Thanks for the valuable suggestions! We will incorporate your advice in the revised version.

Technical Weakness 1: Theorem 4.1/4.2

We respectfully disagree with your opinion. Throughout the paper, we adopt the standard oracle complexity framework for first-order methods established by Nesterov and Nemirovski [1], [4]. A crucial aspect of this framework is that the function class is defined in a dimension-free manner (i.e. the dimension of the function can be arbitrarily large). More specifically, in this framework, all upper bounds developed for gradient methods are dimension-free (which is a nature of gradient methods such as GD, SGD, and AGM) , and the hardness results, including lower complexity bounds (e.g. Theorem 5.1/5.2) and intractability results (e.g. Theorem 4.1/4.2) should also be dimension-free. Below we list some of such hardness results established in previous works. [1-3]

Therefore, when proving hardness results, it is reasonable to state that for any fixed $T>0$ , there exists a "hard problem", whose dimension can be large and depend on $T$ , that is unsolvable in $T$ steps. In other words, we showed that no zero-respecting first-order methods can solve absolute optimal solutions to simple bilevel problems dimension-freely.

= = =

> _Goal_: Set down the reply above on Theorem 4.1/4.2 word for word, starting with "Therefore, when proving" and ending after "bilevel problems dimension-freely.".

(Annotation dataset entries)
= = =

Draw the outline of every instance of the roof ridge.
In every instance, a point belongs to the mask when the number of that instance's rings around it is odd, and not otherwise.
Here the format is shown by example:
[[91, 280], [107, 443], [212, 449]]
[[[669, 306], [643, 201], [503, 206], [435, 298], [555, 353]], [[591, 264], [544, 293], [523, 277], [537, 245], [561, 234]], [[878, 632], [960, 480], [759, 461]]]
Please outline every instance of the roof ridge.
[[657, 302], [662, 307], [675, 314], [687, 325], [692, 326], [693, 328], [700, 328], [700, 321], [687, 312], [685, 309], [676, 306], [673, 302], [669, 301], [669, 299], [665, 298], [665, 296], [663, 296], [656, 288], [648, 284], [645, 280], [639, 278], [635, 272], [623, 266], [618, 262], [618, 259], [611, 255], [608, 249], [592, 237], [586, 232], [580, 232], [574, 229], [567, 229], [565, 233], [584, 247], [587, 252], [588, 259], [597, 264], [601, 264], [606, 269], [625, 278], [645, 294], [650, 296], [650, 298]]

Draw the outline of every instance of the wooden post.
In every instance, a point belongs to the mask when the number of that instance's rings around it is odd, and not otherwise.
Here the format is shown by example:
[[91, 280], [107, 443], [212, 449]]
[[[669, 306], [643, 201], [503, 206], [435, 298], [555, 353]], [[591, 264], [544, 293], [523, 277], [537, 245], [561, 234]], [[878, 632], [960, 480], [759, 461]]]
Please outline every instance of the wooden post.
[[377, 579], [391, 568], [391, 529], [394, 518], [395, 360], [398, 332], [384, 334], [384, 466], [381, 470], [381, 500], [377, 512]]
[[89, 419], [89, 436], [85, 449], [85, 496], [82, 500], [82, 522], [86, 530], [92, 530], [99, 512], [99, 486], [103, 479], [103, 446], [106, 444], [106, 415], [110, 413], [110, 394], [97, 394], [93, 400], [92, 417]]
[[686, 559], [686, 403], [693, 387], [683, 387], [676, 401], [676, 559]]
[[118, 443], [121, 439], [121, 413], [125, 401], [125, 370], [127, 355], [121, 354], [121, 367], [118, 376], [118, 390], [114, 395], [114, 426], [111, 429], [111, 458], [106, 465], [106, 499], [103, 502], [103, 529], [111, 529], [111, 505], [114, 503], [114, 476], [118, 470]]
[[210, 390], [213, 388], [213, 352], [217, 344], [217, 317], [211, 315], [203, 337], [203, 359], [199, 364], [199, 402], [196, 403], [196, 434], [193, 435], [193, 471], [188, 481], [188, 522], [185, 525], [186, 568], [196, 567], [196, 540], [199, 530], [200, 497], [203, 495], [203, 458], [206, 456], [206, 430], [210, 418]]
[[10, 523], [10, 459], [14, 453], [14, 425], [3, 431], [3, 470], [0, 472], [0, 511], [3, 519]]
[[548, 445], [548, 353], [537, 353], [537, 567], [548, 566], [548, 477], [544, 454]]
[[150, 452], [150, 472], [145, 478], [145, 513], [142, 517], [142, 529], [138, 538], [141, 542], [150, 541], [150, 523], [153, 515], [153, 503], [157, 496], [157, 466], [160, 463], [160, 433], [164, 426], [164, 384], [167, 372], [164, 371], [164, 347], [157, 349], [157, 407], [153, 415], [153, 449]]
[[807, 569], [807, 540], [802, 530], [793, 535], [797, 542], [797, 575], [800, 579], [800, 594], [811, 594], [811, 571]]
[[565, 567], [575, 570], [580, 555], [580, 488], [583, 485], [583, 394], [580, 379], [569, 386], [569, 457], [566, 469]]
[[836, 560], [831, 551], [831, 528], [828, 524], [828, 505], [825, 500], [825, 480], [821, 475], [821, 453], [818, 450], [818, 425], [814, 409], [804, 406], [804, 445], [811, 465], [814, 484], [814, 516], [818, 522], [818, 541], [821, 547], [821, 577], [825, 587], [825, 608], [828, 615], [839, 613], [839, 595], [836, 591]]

= = =

> _In response_:
Therefore, when proving hardness results, it is reasonable to state that for any fixed $T>0$ , there exists a "hard problem", whose dimension can be large and depend on $T$ , that is unsolvable in $T$ steps. In other words, we showed that no zero-respecting first-order methods can solve absolute optimal solutions to simple bilevel problems dimension-freely.